→ **WRITTEN EXERCISE 1**: According to the forum post about the right of first refusal, how long must a parent be away from the kids before first asking the other parent whether they want them?

→ **SUPPLIED PASSAGE**:
━━━━━━━━━━
# Right of 1st Refusal



## PM720 (Oct 10, 2012)

Hey,

So divorce is finally final. I think I did alright and I am happy with the agreement. Would have liked more time with the kids (55/45), but I think I made out OK in the end.

Anyway, my issue now is with the Right of 1st Refusal. Our settlement agreement states that if one of us is going to be away from the kids for over 4 hours, that we must first ask the other parent if they want the children.

So my understanding is, If I am at work, then I have to ask their mom if she wants the kids, during that entire time period. Am I correct? She interrupts it as, she gets home 1.5 hours before I do, so she can pick up the kids from my aunt's house and take them to hers. I would then need to go to her house and pick them up. I don't believe this is how the law works.

If she were a reasonable person I wouldn't have much of an issue. Except that she is often rude and nasty when I interact with her. Sends me nasty text messages and constantly insults me. So, obviously I would rather not go to her house.

Can anyone tell me what the correct answer is? Does the right of 1st refusal mean the entire time period that I am gone or can she pick and choose which hours she can have the kids during that time period?
━━━━━━━━━━
→ **WRITTEN EXERCISE 2**: From the entries, extract every line that contains the word "brown". Case counts.
━━━━━━━━━━
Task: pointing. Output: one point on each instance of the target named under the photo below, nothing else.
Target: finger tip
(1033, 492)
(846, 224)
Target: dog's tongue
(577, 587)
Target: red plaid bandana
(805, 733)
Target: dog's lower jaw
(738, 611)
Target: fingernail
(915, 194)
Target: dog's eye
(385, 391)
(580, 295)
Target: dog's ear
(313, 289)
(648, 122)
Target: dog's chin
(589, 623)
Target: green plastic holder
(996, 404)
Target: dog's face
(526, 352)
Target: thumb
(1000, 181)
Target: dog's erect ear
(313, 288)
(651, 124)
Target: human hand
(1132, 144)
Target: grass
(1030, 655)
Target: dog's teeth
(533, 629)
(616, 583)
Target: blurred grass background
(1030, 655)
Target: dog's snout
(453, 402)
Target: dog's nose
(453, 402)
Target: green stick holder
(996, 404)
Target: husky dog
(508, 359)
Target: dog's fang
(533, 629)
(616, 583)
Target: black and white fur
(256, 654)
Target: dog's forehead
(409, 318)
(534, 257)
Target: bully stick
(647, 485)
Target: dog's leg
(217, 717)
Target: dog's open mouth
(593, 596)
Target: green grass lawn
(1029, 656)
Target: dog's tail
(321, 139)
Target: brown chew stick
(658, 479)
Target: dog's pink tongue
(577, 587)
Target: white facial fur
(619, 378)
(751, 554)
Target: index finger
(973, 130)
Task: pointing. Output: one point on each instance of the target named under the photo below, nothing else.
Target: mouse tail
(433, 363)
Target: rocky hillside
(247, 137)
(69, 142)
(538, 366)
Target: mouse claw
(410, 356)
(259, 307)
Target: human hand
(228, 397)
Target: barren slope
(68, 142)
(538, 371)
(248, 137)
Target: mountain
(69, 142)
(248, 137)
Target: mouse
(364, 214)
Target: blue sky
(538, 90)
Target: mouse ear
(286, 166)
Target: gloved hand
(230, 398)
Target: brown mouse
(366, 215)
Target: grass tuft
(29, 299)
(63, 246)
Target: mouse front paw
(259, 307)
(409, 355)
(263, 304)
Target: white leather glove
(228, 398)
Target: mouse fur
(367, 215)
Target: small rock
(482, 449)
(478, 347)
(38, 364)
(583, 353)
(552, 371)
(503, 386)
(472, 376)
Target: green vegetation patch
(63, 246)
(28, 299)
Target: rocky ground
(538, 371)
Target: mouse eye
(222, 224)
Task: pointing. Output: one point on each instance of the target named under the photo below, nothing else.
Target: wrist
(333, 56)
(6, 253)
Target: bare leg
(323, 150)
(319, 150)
━━━━━━━━━━
→ **WRITTEN RESPONSE 1**: More than 4 hours.

→ **WRITTEN RESPONSE 2**:
Target: brown chew stick
Target: brown mouse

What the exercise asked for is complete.